→ Your objective
Copy every record below exactly as it stands.

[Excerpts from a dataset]
- - -

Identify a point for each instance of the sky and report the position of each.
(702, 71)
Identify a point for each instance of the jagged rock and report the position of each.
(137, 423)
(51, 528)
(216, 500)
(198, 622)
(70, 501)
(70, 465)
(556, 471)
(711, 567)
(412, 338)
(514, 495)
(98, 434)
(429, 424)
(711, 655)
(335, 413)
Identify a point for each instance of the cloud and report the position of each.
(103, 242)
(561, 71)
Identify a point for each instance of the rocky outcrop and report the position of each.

- - -

→ Expected answer
Identify a point for each instance of the sky and report the position of each.
(702, 71)
Identify a point for each instance of the jagged rock and report the position of each.
(137, 423)
(51, 528)
(216, 500)
(198, 622)
(70, 501)
(70, 465)
(556, 471)
(711, 567)
(412, 338)
(514, 495)
(98, 434)
(429, 424)
(711, 655)
(335, 413)
Identify a point for each instance of the cloud and report the position of each.
(103, 242)
(561, 71)
Identify a point for each instance of the rocky outcrop and report the position of each.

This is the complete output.